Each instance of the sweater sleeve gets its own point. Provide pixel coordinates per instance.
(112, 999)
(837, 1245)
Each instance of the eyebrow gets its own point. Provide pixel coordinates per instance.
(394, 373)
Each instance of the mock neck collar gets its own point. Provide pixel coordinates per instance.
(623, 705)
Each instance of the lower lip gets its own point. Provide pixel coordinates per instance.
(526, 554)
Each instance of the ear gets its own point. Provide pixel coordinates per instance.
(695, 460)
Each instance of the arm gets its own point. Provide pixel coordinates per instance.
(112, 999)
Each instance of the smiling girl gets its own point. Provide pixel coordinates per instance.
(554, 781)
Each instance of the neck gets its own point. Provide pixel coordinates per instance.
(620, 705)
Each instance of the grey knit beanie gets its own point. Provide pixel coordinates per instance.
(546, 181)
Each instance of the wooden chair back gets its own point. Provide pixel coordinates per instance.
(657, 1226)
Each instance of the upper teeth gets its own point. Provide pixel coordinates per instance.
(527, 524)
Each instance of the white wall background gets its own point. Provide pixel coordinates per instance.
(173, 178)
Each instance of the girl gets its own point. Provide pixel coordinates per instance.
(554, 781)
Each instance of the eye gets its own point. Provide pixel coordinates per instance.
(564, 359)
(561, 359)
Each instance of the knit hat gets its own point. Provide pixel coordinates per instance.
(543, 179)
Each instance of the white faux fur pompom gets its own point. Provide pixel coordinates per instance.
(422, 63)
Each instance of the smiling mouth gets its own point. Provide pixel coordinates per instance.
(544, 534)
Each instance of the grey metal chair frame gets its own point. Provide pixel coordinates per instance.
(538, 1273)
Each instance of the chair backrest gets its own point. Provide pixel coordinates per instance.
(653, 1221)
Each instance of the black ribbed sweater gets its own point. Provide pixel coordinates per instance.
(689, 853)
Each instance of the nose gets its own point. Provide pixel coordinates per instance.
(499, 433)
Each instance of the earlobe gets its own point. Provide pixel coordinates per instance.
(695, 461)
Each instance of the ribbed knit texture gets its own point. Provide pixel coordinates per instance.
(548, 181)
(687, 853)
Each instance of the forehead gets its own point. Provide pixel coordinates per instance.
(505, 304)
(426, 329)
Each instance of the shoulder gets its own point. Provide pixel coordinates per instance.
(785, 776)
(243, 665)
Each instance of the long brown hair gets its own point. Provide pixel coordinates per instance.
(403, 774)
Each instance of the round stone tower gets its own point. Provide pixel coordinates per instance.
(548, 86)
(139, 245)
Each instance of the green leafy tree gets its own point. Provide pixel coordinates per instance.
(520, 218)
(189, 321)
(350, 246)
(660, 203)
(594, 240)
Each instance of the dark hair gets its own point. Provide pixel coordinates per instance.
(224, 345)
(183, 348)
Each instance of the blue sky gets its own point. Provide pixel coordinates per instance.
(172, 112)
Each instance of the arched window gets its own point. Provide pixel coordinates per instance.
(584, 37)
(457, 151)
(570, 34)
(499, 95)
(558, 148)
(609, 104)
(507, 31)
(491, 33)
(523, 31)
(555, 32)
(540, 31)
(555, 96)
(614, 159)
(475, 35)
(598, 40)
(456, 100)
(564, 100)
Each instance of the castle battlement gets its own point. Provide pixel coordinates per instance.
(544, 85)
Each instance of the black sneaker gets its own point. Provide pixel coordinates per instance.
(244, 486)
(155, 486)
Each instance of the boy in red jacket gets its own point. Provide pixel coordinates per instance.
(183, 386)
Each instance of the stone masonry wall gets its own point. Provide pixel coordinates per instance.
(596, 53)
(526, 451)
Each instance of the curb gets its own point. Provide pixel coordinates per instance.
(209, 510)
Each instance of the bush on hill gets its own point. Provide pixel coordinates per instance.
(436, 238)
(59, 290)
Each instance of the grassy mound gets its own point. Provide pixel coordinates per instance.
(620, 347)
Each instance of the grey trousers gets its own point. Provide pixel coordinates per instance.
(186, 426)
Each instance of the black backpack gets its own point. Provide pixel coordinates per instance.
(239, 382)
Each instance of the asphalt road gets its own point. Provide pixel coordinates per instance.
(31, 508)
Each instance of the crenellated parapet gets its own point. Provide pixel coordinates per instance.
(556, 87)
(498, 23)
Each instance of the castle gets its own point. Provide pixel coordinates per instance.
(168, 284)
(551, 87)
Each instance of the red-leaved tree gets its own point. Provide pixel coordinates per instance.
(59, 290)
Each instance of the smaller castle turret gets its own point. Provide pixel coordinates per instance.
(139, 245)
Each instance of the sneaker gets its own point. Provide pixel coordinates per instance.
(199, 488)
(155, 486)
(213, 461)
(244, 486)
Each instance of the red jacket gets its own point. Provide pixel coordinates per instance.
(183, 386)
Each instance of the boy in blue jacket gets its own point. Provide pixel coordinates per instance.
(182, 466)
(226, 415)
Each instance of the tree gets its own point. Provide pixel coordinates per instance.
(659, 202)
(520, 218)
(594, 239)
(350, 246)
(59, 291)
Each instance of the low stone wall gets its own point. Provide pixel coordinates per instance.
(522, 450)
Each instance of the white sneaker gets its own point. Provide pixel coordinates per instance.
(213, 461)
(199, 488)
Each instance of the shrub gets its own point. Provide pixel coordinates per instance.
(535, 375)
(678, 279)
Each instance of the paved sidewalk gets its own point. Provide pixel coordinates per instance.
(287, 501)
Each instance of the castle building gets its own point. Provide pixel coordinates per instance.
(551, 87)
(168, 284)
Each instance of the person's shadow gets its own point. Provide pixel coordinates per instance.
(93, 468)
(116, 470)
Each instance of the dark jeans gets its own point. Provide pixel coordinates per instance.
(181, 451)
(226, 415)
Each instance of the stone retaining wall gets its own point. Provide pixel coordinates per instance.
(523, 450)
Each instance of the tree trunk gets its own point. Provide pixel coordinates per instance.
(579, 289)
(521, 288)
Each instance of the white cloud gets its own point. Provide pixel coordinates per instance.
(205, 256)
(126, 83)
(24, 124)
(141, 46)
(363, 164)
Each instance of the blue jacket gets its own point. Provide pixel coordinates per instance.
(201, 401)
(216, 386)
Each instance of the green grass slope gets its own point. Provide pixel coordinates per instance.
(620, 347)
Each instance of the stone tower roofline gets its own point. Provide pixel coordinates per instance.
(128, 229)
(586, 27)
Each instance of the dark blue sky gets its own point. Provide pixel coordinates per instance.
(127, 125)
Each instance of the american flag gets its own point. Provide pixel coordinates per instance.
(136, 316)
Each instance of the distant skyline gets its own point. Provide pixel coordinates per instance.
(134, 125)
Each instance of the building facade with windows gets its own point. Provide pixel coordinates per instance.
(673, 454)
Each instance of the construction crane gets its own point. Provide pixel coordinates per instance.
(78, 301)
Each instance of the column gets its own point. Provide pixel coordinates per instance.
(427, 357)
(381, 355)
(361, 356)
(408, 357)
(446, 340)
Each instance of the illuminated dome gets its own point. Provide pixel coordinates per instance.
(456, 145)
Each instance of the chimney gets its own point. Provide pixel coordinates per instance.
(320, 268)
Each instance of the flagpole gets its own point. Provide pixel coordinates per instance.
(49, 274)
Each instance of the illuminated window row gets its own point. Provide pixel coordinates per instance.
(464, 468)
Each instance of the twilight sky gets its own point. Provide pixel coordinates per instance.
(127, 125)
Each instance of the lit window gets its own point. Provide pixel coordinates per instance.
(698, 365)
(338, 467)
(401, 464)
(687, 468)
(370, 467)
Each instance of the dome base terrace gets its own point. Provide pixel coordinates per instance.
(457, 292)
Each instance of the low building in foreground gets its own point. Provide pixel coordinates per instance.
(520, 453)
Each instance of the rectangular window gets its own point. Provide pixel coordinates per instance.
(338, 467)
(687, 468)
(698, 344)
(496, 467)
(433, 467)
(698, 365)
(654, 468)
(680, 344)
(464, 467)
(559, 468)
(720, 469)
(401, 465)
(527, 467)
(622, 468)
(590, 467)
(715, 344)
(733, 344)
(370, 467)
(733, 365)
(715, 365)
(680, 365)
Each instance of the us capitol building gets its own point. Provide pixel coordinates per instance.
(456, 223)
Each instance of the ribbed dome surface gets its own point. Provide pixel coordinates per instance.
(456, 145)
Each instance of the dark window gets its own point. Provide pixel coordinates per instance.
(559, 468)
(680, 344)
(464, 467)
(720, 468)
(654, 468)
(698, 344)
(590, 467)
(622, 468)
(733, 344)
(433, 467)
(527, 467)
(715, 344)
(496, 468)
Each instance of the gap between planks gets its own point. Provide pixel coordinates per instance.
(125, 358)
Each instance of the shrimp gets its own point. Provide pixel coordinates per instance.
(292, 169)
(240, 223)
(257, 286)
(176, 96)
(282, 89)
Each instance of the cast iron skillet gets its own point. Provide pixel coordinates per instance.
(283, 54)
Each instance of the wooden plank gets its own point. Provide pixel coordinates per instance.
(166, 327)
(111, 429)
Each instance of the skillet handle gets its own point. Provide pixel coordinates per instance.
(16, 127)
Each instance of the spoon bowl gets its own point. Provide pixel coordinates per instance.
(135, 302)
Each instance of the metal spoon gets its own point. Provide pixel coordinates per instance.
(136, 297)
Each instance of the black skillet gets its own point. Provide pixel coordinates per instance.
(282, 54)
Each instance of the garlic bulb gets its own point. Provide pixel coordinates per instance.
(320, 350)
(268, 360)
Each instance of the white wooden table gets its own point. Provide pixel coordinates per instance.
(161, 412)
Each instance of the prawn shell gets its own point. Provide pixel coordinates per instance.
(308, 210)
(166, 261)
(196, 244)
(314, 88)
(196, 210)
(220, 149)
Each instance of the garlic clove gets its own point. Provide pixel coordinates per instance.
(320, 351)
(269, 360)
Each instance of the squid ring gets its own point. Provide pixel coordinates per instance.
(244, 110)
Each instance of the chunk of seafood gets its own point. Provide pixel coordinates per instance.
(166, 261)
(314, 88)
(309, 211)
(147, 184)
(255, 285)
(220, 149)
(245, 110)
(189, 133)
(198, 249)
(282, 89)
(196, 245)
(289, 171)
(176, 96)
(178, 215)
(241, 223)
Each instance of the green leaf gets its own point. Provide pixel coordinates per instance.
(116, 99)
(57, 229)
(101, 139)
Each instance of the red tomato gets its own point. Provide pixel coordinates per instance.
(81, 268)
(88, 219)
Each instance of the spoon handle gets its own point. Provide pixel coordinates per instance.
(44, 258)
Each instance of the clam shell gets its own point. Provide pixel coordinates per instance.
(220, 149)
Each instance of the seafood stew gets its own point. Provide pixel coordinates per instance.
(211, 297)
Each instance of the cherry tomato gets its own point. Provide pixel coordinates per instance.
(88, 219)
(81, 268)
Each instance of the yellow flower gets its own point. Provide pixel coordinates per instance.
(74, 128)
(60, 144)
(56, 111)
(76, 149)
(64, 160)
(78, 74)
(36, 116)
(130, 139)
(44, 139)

___

— Exercise task —
Find the line containing "Each instance of the squid" in the material above. Print it and every line after it through the end, exactly and only those.

— Answer to the problem —
Each instance of the squid ring gets its own point. Provide pixel coordinates per instance.
(244, 110)
Each instance of the chunk of seafood gets its own point. Provide pixel coordinates per instance.
(166, 261)
(314, 88)
(309, 211)
(147, 184)
(255, 285)
(220, 149)
(245, 110)
(189, 133)
(198, 249)
(282, 89)
(196, 245)
(289, 171)
(176, 96)
(178, 215)
(241, 223)
Each instance of the green leaf gets its own point. Provide pixel coordinates per instance.
(116, 99)
(57, 229)
(101, 139)
Each instance of the red tomato gets its own point. Provide pixel coordinates per instance.
(81, 268)
(88, 219)
Each instance of the spoon handle gets its own point. Provide pixel coordinates per instance.
(44, 258)
Each instance of the clam shell gets its own point. Provide pixel coordinates per instance.
(220, 149)
Each instance of the seafood stew gets its own point. Provide pixel coordinates per instance.
(211, 297)
Each instance of the cherry tomato gets its own point. Provide pixel coordinates per instance.
(88, 219)
(81, 268)
Each instance of the yellow flower gets its own point. Provide pixel coordinates per instance.
(74, 128)
(60, 144)
(56, 111)
(76, 149)
(64, 160)
(78, 74)
(36, 116)
(130, 139)
(44, 139)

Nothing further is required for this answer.